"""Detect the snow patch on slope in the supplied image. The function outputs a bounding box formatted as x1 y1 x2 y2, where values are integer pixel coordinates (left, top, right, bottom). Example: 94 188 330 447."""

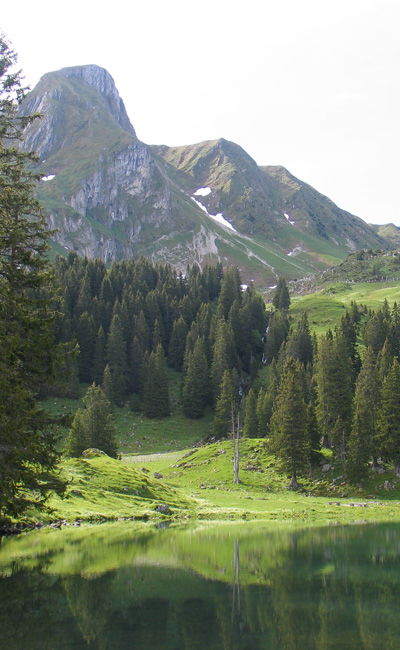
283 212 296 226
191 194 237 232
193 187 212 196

☆ ☆ ☆ ☆ ☆

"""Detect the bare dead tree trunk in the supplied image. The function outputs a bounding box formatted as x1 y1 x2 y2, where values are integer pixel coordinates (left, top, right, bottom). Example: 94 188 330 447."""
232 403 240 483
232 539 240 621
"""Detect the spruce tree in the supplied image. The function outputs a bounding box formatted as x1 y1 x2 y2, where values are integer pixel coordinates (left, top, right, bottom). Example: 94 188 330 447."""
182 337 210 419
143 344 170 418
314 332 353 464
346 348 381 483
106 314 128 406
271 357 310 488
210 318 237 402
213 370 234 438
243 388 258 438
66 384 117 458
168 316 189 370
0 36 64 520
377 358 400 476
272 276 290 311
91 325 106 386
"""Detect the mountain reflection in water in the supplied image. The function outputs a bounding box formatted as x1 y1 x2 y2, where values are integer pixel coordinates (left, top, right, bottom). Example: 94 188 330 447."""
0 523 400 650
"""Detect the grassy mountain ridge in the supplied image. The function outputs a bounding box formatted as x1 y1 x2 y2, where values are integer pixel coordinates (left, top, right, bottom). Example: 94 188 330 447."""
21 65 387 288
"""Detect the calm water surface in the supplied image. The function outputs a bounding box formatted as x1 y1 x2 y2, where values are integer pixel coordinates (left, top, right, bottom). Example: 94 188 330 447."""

☆ ☆ ☆ ☆ ☆

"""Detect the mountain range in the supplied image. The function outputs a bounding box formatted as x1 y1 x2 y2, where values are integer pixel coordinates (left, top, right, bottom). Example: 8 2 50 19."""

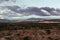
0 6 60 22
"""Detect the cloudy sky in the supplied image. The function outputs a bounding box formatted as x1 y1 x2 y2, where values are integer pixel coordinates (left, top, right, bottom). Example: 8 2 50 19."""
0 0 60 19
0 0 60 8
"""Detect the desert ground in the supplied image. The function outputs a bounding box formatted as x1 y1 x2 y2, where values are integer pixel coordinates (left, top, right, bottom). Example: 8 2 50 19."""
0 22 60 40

☆ ☆ ☆ ☆ ☆

» **Written exercise**
Please rescale the part of the listing starting with the line with "the snow patch" and going on through the line with "193 187 212 196", giving only those lines again with the request included and every bounding-box coordinate in the answers multiplied by 0.35 and rounded to a whole number, halves up. Leave the picture out of your answer.

» **Task response**
"""Detect the snow patch on slope in the supplied image. The function outputs a bounding box formatted as x1 y1 x2 y2, where values are integer pixel coordinates (left, top, right, bottom). Example: 94 188 330 447."""

99 74 104 79
67 68 83 81
68 65 74 69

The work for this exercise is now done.